** Hedefler **
**1.** Çerkeslerin yerleştirilmesini anlatan aşağıdaki metne göre şu soruları yanıtlayın:
(a) Samsun'dan Hatay'a uzanan hat Türkiye'de hangi iki etnik grubu ayırır?
(b) Suriye ve Ürdün'de Çerkeslerin yerleşimiyle kimlerin birbirinden ayrılması amaçlanmıştır?
(c) Çerkesler Balkanlarda hangi topluluklar arasına yerleştirilmiştir?
**2.** Aşağıdaki ifadelerin Çerkeslerin yerleştirilmesini anlatan metinle uyuşup uyuşmadığını belirtin. Her birini evet ya da hayır ile yanıtlayıp metinden belirleyici sözleri aktarın:
(a) Çerkesler Osmanlı topraklarına rastgele yerleştirilmiştir.
(b) Kuzeyden güneye inen hat Göksün ve Maraş'tan geçer.
(c) Medeniler çöl kesiminde yaşayan toplumsal kesimdir.
**3.** Çerkeslerin Osmanlı topraklarına yerleştirilmesini anlatan metni son cümlesinden sonra sürdürün.

** Belge Bölümü **
□ □ □ □ □

Çerkesler Osmanlı topraklarına gelişi güzel yerleştirilmemişlerdir. Çerkeslerin yoğun yerleşim bölgeleri kaba taslak belirtilmiş olan bir haritaya ilk bakışta bizim için önemli olan bazı şeyleri görebiliriz: Samsun, Amasya, Tokat, Yozgat, Sivas Uzunyayla (Kayseri), Göksün, Maraş, Çukurova, Hatay şeklinde Kuzey’den-Güney’e inen bu hat Türkiye’de Kürt ve Türk olmak üzere iki önemli etnik gurubu ayırır.

Aynı durum Türkiye sınırından sonra da, eski Osmanlı toprakları olan Suriye ve Ürdün’de de görülmektedir. Burada Çerkeslerin yerleşiminden, Medeniler (Arapların yerleşik olan toplumsal kesimi) ve bunların yaşadıkları verimli kıyı şeridinin, bu bölgeleri yağmalayan ve çöl kesiminde yaşayan Hadari ve Bedevilerin ayrılması amaçlanmıştır. Ayrıca Çerkeslerin Balkanlarda, Osmanlı İmparatorluğu’nun Hıristiyan tabakalarıyla Türkler arasına yerleştirilmiş olmaları ve Balkanlardaki çatışmalar sırasında kullanılmış olmaları bize yerleştirme politikasını açıkça göstermektedir.

□ □ □ □ □

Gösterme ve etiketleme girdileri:
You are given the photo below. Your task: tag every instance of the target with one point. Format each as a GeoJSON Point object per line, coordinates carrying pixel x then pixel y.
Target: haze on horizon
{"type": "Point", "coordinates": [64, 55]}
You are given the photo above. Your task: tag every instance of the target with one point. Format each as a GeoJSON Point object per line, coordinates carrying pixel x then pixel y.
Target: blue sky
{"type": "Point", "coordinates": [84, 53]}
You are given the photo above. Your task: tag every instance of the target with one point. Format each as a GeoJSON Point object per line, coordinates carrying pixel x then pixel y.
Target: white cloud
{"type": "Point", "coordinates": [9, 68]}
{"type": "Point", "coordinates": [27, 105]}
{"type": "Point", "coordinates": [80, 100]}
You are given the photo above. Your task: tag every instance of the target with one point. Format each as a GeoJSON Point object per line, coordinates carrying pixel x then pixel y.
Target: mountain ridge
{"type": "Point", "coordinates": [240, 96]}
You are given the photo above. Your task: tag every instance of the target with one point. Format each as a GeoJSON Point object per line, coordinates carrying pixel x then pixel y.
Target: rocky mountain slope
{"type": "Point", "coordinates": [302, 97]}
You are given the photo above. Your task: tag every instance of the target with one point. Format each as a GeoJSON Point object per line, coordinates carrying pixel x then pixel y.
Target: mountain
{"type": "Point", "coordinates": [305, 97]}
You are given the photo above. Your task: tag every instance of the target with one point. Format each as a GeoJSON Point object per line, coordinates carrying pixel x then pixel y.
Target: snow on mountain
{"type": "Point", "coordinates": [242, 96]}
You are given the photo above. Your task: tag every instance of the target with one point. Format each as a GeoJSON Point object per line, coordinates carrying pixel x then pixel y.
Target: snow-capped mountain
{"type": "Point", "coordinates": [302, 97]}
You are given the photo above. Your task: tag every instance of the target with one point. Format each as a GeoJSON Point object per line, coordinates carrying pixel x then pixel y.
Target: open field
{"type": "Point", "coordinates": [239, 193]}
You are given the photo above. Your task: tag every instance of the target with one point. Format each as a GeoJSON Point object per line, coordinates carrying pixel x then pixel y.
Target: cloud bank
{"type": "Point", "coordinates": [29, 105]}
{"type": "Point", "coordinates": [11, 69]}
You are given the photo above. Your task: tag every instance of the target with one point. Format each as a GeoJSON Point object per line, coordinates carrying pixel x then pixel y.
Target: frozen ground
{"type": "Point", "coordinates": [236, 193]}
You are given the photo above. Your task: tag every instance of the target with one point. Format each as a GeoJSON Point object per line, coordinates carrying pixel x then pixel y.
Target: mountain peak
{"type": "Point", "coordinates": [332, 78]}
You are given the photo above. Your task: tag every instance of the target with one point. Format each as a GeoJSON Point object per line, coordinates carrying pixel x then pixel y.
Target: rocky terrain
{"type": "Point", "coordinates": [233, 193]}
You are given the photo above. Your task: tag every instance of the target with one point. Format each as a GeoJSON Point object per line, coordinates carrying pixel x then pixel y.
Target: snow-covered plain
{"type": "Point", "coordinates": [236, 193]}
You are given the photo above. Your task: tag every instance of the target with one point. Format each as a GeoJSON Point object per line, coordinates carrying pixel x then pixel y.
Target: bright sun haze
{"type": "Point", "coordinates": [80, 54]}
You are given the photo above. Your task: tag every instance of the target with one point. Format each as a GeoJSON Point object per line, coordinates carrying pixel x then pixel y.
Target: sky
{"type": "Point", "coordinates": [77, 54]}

□ □ □ □ □

** Görev Çıktıları **
**1.**
(a) Kürtleri ve Türkleri ayırır.
(b) Medeniler ve yaşadıkları verimli kıyı şeridi ile bu bölgeleri yağmalayan, çöl kesiminde yaşayan Hadari ve Bedevilerin ayrılması amaçlanmıştır.
(c) Osmanlı İmparatorluğu'nun Hıristiyan tabakaları ile Türkler arasına yerleştirilmiştir.

**2.**
(a) Hayır: "Çerkesler Osmanlı topraklarına gelişi güzel yerleştirilmemişlerdir."
(b) Evet: "Sivas Uzunyayla (Kayseri), Göksün, Maraş, Çukurova, Hatay"
(c) Hayır: "Medeniler (Arapların yerleşik olan toplumsal kesimi)"

**3.**
Tüm bunlardan sonra Çerkeslerin neden Düzce, Adapazarı, Balıkesir, Çanakkale ve Çukurova gibi Türkiye’nin en verimli topraklarına yerleştirildikleri sorusu akla gelebilir. Kesinlikle bilinen bir şey varsa o da Düzce ovası ve Çukurova’nın Türkiye’nin en son oluşmuş alüvyon ovaları olduklarıdır. Türkiye’nin jeolojik haritası da bunu açıkça kanıtlamaktadır. Çukurova’ya çıkarılan Çerkeslerin hemen hemen hepsi yok olmuştur. Düzce ovası ise bugün Çerkesler tarafından tarıma uygun alanlar haline getirilmişlerdir. Düzce ovasının ilk yerleşildiğinde bataklık olmasının etkisi sonucu ortaya çıkan temelsiz ev mimarisinin tek tük örnekleri bugün de görülebilmektedir, Bu evlerde ev tabanıyla rutubetli toprak arasında bir mesafe bırakabilmek amacıyla temel görevini köşelere yerleştirilmiş bir kaç büyük taş görmektedir.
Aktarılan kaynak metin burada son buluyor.